= WHAT YOU ARE ASKED TO DO =
Rewrite every row below, switching "thickest part" to "widest part" and leaving everything else unchanged.

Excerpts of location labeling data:

***

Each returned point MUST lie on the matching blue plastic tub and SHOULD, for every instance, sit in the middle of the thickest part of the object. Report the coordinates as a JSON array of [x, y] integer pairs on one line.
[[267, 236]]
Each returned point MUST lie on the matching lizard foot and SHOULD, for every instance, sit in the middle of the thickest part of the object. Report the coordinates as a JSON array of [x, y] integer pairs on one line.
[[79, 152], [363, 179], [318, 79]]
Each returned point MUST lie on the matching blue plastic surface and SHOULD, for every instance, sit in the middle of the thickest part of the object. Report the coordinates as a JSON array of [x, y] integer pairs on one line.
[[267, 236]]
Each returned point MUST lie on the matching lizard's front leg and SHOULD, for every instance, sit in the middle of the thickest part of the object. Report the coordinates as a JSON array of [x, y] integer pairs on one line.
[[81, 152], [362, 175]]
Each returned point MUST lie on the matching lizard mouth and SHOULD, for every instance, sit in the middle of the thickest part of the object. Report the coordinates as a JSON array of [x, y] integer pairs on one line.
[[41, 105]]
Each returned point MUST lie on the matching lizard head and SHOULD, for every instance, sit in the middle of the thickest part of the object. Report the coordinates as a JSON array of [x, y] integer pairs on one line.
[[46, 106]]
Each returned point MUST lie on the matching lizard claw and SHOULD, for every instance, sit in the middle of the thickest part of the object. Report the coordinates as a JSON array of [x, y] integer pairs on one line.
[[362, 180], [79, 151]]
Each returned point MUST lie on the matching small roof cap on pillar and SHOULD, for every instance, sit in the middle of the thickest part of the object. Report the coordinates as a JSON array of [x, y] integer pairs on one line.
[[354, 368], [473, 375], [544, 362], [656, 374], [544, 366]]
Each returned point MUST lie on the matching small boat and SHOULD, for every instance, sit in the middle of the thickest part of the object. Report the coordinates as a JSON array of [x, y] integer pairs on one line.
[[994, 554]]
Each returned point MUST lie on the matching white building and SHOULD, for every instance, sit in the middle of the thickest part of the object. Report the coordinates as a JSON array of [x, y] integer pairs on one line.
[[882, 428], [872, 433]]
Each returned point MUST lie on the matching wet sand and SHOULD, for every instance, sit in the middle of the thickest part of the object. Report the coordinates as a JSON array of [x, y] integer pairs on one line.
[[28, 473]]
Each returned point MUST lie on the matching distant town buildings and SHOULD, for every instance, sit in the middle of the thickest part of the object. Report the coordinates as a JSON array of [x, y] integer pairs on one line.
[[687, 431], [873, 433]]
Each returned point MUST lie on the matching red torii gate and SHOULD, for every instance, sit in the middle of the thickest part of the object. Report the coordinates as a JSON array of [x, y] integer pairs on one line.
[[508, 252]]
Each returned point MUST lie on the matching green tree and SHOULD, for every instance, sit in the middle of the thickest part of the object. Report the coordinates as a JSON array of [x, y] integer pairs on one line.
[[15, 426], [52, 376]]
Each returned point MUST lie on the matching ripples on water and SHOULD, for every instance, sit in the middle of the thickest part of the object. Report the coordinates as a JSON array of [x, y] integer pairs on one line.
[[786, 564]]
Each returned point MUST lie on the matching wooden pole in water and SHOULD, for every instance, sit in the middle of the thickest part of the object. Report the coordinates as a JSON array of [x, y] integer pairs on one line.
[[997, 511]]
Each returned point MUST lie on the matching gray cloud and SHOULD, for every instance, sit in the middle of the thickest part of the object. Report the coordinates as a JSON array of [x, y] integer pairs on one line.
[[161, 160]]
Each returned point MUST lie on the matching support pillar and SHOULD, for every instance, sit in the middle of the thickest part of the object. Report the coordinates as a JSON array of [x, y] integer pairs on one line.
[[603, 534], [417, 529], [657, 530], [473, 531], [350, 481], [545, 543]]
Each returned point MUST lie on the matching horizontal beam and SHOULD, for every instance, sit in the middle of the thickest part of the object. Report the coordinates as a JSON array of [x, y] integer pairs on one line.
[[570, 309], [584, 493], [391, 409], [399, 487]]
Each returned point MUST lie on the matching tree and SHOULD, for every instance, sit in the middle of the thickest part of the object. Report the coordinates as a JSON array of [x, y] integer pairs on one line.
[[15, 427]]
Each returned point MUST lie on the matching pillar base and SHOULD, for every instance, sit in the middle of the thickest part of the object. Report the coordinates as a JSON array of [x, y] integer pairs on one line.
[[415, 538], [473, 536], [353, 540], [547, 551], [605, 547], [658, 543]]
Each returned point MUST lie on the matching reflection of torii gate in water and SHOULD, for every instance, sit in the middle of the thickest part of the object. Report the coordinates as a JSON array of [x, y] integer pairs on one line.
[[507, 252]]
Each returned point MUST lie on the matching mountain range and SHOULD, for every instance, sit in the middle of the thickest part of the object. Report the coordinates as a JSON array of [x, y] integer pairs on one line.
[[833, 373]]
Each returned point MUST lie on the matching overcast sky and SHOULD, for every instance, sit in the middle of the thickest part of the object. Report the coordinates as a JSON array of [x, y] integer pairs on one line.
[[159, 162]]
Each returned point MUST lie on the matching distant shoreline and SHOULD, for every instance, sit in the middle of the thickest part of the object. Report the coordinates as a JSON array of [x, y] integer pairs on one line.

***

= RESULT OF THE EXERCISE =
Each returned point MUST lie on the matching blue plastic tub and SHOULD, for every instance, sit in the middle of the widest part of the object. Report the coordinates as a JSON array of [x, y] integer pairs on one line.
[[267, 236]]
Each returned point MUST lie on the matching lizard foot and SHOULD, for every instance, sit in the middle of the widest part of the object. Report the coordinates as a JSON array of [x, y] integer pairs on one line.
[[79, 152], [363, 179], [318, 79]]
Each returned point MUST lie on the matching blue plastic surface and SHOULD, for every instance, sit in the middle of the widest part of the object. Report the coordinates as a JSON array of [x, y] integer pairs on one line.
[[267, 236]]
Each returned point MUST lie on the matching lizard's front leg and SHOULD, for every instance, sit in the middle of the widest part of the object. Report the coordinates as a JSON array of [x, y] integer pairs on one line.
[[81, 152], [362, 175]]
Each returned point MUST lie on the matching lizard mouth and SHOULD, for every instance, sit in the middle of the widest part of the object. Report the coordinates as a JSON array of [x, y] integer pairs on one line.
[[41, 105]]
Each returned point MUST lie on the matching lizard head and SHOULD, for every instance, sit in the middle of the widest part of the object. Report the coordinates as a JSON array of [x, y] integer pairs on one line.
[[46, 106]]
Each returned point MUST lie on the matching lizard claw and SHOULD, for every instance, sit in the middle of the widest part of the object. Report the coordinates as a JSON array of [x, y] integer pairs on one line.
[[362, 180], [79, 151]]
Each returned point MUST lie on the matching small roof cap on pillar and SHOULD, for every instance, sit in the middle of the widest part of the object. Report the coordinates as a JSON array of [x, y] integer pairs on one line.
[[354, 368], [473, 375], [544, 362], [656, 374], [544, 366]]
Each returned point MUST lie on the matching small boat and SHOULD, for every instance, sit in the middle of the widest part of the object. Report the coordinates as a JSON array of [x, y] integer pairs on one line.
[[994, 554]]
Each returned point MUST lie on the matching white building and SHOULD, for every instance, sit in the middle of the widest part of the object. Report the coordinates as a JSON array of [x, y] integer pairs on one line.
[[882, 428], [872, 433]]
Each returned point MUST lie on the matching wet sand and SHOULD, for every instance, sit in the middle of the widest part of the object. Report the coordinates as a JSON array of [x, y] integer pairs on one line.
[[28, 473]]
Each returned point MUST lie on the matching distant town buildings and SHOULD, for every instance, sit in the middle of the widest part of the object. Report the coordinates as a JSON array of [x, y] integer pairs on one line.
[[687, 431], [873, 433]]
Each returned point MUST lie on the matching red torii gate and SHOULD, for every instance, sit in the middle of the widest part of the object. Report the coordinates as a JSON array of [x, y] integer pairs on one line.
[[508, 252]]
Each returned point MUST lie on the matching green tree and SHOULD, for every instance, sit in the middle of the widest part of the object. Report the coordinates as a JSON array of [x, y] integer pairs on one line.
[[15, 426], [52, 376]]
Each returned point MUST lie on the matching ripples on water and SHOULD, for every instance, sit in the middle of the widest part of the object. Report the coordinates as a JSON array of [x, y] integer pairs on one line.
[[786, 564]]
Each returned point MUST lie on the matching wooden pole in water and SHOULD, for every instance, sit in the middle of the widest part of the object. Report the coordinates as a JSON array of [x, y] integer pairs on one line.
[[997, 511]]
Each returned point MUST lie on the matching gray cloud and SHOULD, for every instance, sit in the middle of the widest part of the object. Report the coordinates as a JSON array of [x, y] integer pairs on one line.
[[161, 160]]
Each returned point MUST lie on the matching support pillar and SHOULD, for every instance, sit in the middle of the widest part of the object. Report the coordinates as a JSON array of [x, y] integer pairs on one line.
[[603, 534], [417, 529], [657, 530], [473, 531], [350, 481], [545, 543]]
Each returned point MUST lie on the matching horizontal beam and SHOULD, for every instance, sit in the middle of the widest part of the object. Report the coordinates as a JSON array of [x, y] integer pairs on one line.
[[570, 309], [584, 493], [391, 409], [399, 487]]
Each returned point MUST lie on the matching tree and SHOULD, for every instance, sit in the middle of the widest part of the object. Report the coordinates as a JSON array of [x, y] integer pairs on one line.
[[15, 427]]
Each returned point MUST lie on the matching pillar base and SHOULD, for every instance, sit in the middle of the widest part of the object. Report the coordinates as a JSON array of [x, y] integer pairs on one line.
[[415, 538], [473, 536], [353, 540], [547, 551], [605, 547], [658, 543]]
Each returned point MUST lie on the matching reflection of torii gate in water and SHOULD, for every instance, sit in the middle of the widest part of the object. Report the coordinates as a JSON array of [x, y] integer pairs on one line.
[[507, 252]]
Each returned point MUST lie on the matching mountain range and SHOULD, for every instance, sit in the middle of the widest part of the object. Report the coordinates as a JSON array of [x, y] integer pairs on one line.
[[833, 373]]
Each returned point MUST lie on the matching overcast sky and SHOULD, for every instance, sit in the middle of the widest part of the object. Report the coordinates as a JSON array of [x, y] integer pairs on one line.
[[159, 162]]
Each returned point MUST lie on the matching distant shoreline and SHOULD, for every instance, sit in the middle of the widest part of the object. Report the coordinates as a JSON array of [x, y] integer pairs on one line.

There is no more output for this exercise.